◆ **Cuplikan halaman**:
___
Gantung Recorder
sumber: stockunlimited.com |
Sudah satu bulan saya menggantung recorder. Tidak dalam arti harfiah, sih. Sebab, saya tak benar-benar punya recorder. Hanya meminjam istilah pesepak bola yang pensiun. Iya, saya pensiun jadi jurnalis. Satu keputusan besar dalam hidup saya, mengingat profesi itu adalah mimpi sejak saya di bangku sekolah. Profesi yang menggenggam akses apapun dan terhadap siapapun atas nama publik.
It was a tough decision, but I have to pursue my other interest.
Salah satu rekan seprofesi saya bertanya baru-baru
ini, apakah saya rindu menjadi jurnalis. Well, dia salah timing. Saya baru satu
bulan meninggalkan profesi ini, ibarat meniqa ya lagi hawt-hawt nya :D Tentu saya
jawab, enggak.
Ya, tahulah. Tak ada yang sempurna, begitu juga
profesi. Walau jurnalis punya kemewahan akses, ada satu hal dalam profesi ini yang
membuat saya berpikir ulang untuk menjadikannya pelabuhan karir.
Seperti kata pepatah, ada dua hal dalam hidup yang kita tak boleh salah dalam memilih: pekerjaan dan pendamping hidup (suami/istri). Sebab, kita akan menghabiskan umur kita dengan keduanya.
Pertama, waktu kerja. Saya suka waktu kerja
fleksibel yang dimiliki profesi ini. Memungkinkan saya bisa mengatar jemput
anak sekolah dulu. But, saking fleksibelnya seringkali harus pulang larut
malam, apalagi kalau sudah naik jabatan jadi editor dan harus jaga kandang. Jam kerja berbeda dari kebanyakan profesi pada umumnya yang mengusung 9
to 5.
Kedua, bergantung pada narasumber. Ya iyalah!
Err, maksudnya cepat atau tidaknya pekerjaan selesai tergantung respon
narasumber apalagi kalau deadline mepet untuk terbit besok pagi. Artinya harus selesai malam itu juga dan sebelum jadwal percetakan tutup. Ini berlaku
untuk jurnalis yang bekerja di koran harian. Seketat apapun kita mengatur jadwal harian kita, tak berlaku di profesi ini. Sebab, bisa saja molor lantaran menunggu jawaban dari narasumber.
___
◆ **Tugas singkat**:
Salin tanpa perubahan bagian tulisan tentang pensiun dari jurnalisme, mulai dari "Ya, tahulah. Tak" sampai "narasumber. Ya iyalah!".
___
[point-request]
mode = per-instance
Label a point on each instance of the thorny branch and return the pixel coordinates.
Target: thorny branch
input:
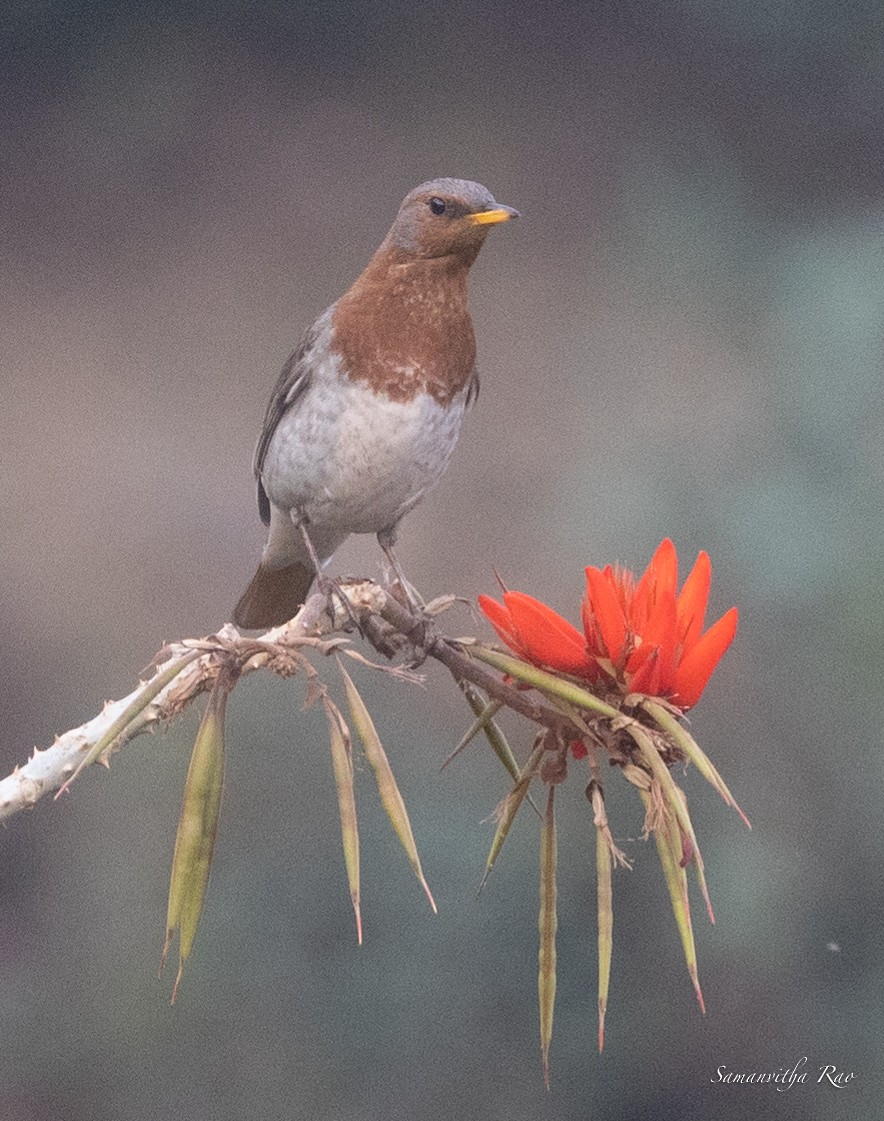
___
◆ **Jawaban tugas**:
Ya, tahulah. Tak ada yang sempurna, begitu juga
profesi. Walau jurnalis punya kemewahan akses, ada satu hal dalam profesi ini yang
membuat saya berpikir ulang untuk menjadikannya pelabuhan karir.
Seperti kata pepatah, ada dua hal dalam hidup yang kita tak boleh salah dalam memilih: pekerjaan dan pendamping hidup (suami/istri). Sebab, kita akan menghabiskan umur kita dengan keduanya.
Pertama, waktu kerja. Saya suka waktu kerja
fleksibel yang dimiliki profesi ini. Memungkinkan saya bisa mengatar jemput
anak sekolah dulu. But, saking fleksibelnya seringkali harus pulang larut
malam, apalagi kalau sudah naik jabatan jadi editor dan harus jaga kandang. Jam kerja berbeda dari kebanyakan profesi pada umumnya yang mengusung 9
to 5.
Kedua, bergantung pada narasumber. Ya iyalah!